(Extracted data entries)
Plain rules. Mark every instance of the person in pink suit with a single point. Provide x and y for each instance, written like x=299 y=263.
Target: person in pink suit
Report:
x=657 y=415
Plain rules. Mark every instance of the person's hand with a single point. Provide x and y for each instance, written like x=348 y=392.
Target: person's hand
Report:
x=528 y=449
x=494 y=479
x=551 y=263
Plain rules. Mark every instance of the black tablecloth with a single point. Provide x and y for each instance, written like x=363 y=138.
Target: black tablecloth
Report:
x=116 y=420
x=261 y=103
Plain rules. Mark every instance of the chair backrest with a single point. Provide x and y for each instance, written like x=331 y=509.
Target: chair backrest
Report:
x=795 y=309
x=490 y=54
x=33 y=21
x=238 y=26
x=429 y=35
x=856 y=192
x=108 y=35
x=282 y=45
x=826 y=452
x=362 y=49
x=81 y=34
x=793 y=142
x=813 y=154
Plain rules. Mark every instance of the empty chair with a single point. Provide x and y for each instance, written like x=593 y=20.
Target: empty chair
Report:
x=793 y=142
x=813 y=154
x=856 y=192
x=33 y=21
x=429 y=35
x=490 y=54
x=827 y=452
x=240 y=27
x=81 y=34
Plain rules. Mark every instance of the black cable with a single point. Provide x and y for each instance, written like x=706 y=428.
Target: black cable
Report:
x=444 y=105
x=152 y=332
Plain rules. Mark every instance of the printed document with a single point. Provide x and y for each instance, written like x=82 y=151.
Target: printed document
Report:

> **Task description**:
Every line from the one containing "Plain rules. Mark every instance of the black cable" through the last line of the entries must be written out verbatim, and no other line.

> **Problem solution**:
Plain rules. Mark every instance of the black cable with a single point. Provide x and y for each instance, written like x=706 y=428.
Target: black cable
Report:
x=444 y=105
x=152 y=332
Plain rules. Mark every instance of the printed document with a single point. Provide x and y for each instance, written like x=82 y=151.
Target: printed document
Report:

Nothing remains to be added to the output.